(Görev 1)
Metin bölümünde "Arşivler insanlara her" sözleriyle başlayıp "atmasının sebebi neydi?" sözlerine kadar uzanan kısmı hiçbir değişiklik yapmadan aktarın.

(Metin Bölümü)
•••

ŞAFAK EVCEN

Arşivler insanlara her daim rutubet kokulu loş yerler gibi gözükür, ama arşivler onun kıymetini bilenler için çölde kaybolanın aniden karşısına çıkan bir vaha misalindedir. Arşivlerdeki belgelerin de bir gün ortaya çıkıp ortalığı aydınlatma gibi bazı garip huyları vardır. İngiliz arşivlerinde yapılan bir araştırmanın sonucunda bulunan bir belge, 2000li yılların başında İngiliz basanında kendine yer bulmuştu. Bulunan belgeyi İngiliz gazetesi 'The Guardian', 'Niçin Armadayı mağlup etmede Drake’e değil de Türklere teşekkür etmeliyiz' diye yayınlamıştı. Peki durup dururken İngiliz gazetesinin bu baslığı atmasının sebebi neydi?

Aslında isin asli İspanyol tarihinden geçiyor. Takvimler 1492 senesini göstermektedir. Yaklaşık 800 yıldır Iber yarımadasında bulunan Endülüs medeniyeti çökmektedir. Müslümanların elinde bulunan son müstahkem kale olan Gırnata şehri İspanyol ordusu tarafından abluka altındadır ve şehir halkı kaderinin ne olacağını kara kara düşünmektedir. Şehir Gırnata Emiri 9. Muhammed tarafından hiçbir yardım ihtimali kalmamasından oturu Kastilya kralı Ferdinand’a teslim edilmiştir. Teslim sonrası ise Gırnata’nın hatırlanmak dahi istenemeyecek kotu günleri başlamıştır. Bir yanda engizisyon mahkemeleri kurulmuştur, diğer yanda ise toplu vaftiz törenleri ile şehrin Yahudi ve Müslüman halkı zorla Katolik yapılmaktadır. Gırnata kütüphanesinde bulunan binlerce el yazması ise yakılmak sureti ile yok edilmektedir. Tam bu sırada Kristof Kolomb adında aslen Cenevizli olan biri dünyanın doğusunda bulunan Hristiyan kraldan yardım istemek bahanesi ile okyanusa açılma fırsatı kollamaktadır. Beklediği izin çok geçmeden kendisine verilecek ve gemilerinin yelkenlerini okyanusun ilik esen rüzgârı ile doldurarak Atlas Okyanusunda sözüm ona bir bilinmeze doğru yola çıkacaktır.

•••

Kayıtlı satırlar:
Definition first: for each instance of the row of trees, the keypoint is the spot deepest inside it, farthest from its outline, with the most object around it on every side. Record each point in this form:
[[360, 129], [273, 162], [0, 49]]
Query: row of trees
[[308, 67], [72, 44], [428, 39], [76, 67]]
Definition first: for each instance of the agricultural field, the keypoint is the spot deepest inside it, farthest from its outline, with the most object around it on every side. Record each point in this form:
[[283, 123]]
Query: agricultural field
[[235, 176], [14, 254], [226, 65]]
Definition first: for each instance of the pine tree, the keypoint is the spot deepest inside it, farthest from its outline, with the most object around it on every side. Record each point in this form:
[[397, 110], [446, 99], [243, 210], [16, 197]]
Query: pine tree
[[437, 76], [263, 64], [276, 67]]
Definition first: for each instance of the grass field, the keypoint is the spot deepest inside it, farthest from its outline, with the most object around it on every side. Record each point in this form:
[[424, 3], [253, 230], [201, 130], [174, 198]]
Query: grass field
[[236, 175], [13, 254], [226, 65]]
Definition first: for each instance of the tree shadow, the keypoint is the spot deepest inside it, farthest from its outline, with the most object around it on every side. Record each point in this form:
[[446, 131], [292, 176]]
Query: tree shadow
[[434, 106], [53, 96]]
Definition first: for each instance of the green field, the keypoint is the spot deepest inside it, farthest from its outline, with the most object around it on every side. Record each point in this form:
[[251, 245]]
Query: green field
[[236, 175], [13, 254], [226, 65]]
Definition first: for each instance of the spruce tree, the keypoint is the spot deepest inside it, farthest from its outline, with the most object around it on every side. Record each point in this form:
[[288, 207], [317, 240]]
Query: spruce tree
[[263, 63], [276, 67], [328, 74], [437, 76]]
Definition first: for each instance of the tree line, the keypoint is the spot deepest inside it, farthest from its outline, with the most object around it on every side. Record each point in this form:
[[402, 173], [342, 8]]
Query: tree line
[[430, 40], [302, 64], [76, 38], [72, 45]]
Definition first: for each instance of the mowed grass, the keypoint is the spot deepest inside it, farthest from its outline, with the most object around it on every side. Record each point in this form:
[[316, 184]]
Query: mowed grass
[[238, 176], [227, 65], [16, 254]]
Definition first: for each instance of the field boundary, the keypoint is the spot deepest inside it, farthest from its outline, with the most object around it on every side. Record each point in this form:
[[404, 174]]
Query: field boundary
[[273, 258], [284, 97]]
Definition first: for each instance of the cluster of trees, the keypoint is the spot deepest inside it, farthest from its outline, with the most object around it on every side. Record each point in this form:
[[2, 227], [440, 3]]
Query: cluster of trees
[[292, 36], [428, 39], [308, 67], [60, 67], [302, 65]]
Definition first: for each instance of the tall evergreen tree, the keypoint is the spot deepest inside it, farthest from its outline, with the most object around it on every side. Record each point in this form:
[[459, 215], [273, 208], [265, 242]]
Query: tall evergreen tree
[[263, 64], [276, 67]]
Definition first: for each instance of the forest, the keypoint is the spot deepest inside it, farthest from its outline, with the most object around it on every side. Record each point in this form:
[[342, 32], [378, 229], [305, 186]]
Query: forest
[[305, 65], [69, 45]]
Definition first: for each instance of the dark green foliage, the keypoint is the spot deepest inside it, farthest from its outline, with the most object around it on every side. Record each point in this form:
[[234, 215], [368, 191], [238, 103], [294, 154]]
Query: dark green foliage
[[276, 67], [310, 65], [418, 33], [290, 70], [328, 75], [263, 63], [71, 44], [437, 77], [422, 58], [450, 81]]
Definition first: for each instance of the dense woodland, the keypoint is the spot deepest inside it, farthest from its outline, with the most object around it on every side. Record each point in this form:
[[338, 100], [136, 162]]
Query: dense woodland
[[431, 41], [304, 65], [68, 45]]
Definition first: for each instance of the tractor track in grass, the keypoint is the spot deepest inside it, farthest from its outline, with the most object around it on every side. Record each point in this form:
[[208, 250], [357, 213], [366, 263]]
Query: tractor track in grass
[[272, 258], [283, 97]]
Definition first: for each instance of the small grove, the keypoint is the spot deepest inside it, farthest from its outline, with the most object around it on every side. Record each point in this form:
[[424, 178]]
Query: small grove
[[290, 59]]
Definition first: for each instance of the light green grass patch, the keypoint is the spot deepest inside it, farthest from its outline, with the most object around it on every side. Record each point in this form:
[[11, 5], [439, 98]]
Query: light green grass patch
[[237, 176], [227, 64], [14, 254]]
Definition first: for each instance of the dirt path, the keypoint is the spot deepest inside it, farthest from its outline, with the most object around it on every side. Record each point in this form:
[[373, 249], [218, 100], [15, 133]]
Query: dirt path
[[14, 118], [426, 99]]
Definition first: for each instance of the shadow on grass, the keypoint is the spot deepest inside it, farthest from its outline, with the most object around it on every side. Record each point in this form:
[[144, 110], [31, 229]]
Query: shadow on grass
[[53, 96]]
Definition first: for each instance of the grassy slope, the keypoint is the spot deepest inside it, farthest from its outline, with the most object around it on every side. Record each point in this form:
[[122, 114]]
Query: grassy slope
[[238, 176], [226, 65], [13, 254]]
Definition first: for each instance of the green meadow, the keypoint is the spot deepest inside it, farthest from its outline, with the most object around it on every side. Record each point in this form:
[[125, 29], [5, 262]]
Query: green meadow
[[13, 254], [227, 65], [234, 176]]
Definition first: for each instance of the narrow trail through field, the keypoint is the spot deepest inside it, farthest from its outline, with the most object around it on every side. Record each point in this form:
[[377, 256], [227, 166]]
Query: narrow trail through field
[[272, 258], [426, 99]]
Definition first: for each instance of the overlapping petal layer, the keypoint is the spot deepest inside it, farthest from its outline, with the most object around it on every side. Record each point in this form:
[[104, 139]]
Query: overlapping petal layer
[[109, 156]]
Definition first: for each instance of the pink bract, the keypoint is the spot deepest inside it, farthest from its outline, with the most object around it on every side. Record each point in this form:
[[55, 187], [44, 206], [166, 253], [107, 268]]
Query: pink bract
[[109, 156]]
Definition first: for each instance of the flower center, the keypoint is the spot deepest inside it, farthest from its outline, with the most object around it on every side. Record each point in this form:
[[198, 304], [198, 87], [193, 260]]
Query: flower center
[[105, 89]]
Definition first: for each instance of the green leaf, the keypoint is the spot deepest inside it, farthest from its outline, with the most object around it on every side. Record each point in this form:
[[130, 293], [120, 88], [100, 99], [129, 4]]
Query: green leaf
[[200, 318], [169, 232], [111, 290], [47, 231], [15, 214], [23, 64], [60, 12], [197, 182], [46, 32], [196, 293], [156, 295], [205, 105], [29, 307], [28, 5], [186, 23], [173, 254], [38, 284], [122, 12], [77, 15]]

•••

(Görev 2)
Kayıtlı satırlarda "Definition first: for each instance of the agricultural" içeren satırdan "[[235, 176], [14, 254], [226, 65]]" içeren satıra kadar olan bölümü yeniden yazın. Yalnızca "agricultural field" yerine "cropland" koyun; başka hiçbir şeyi değiştirmeyin.

(Tam Cevap 1)
Arşivler insanlara her daim rutubet kokulu loş yerler gibi gözükür, ama arşivler onun kıymetini bilenler için çölde kaybolanın aniden karşısına çıkan bir vaha misalindedir. Arşivlerdeki belgelerin de bir gün ortaya çıkıp ortalığı aydınlatma gibi bazı garip huyları vardır. İngiliz arşivlerinde yapılan bir araştırmanın sonucunda bulunan bir belge, 2000li yılların başında İngiliz basanında kendine yer bulmuştu. Bulunan belgeyi İngiliz gazetesi 'The Guardian', 'Niçin Armadayı mağlup etmede Drake’e değil de Türklere teşekkür etmeliyiz' diye yayınlamıştı. Peki durup dururken İngiliz gazetesinin bu baslığı atmasının sebebi neydi?

(Tam Cevap 2)
Definition first: for each instance of the cropland, the keypoint is the spot deepest inside it, farthest from its outline, with the most object around it on every side. Record each point in this form:
[[283, 123]]
Query: cropland
[[235, 176], [14, 254], [226, 65]]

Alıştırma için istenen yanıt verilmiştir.